* _WORK REQUEST_
From the line containing "# rings of one" to the very last line of the data below, transcribe everything exactly and nothing more.
----
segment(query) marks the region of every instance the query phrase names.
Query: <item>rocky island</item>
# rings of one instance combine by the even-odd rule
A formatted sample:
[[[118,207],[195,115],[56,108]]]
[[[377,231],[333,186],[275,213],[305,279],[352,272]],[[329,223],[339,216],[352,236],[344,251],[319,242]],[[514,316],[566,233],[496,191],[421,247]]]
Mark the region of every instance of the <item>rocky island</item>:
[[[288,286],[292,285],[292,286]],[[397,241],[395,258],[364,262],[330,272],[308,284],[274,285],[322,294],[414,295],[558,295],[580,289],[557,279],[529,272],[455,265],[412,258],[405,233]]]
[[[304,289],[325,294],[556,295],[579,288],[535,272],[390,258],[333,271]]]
----
* _RESULT_
# rings of one instance combine by the even-odd rule
A formatted sample:
[[[118,207],[195,115],[56,108]]]
[[[377,231],[333,186],[275,213],[305,279],[352,272]],[[329,223],[339,216],[352,236],[344,251],[319,242]],[[514,316],[566,233],[496,191],[421,247]]]
Mark the region of every instance of the <item>rocky island</item>:
[[[288,286],[292,285],[292,286]],[[397,241],[395,258],[364,262],[330,272],[308,284],[274,285],[322,294],[414,295],[558,295],[580,289],[557,279],[529,272],[455,265],[412,258],[405,233]]]
[[[304,289],[325,294],[556,295],[579,288],[535,272],[390,258],[333,271]]]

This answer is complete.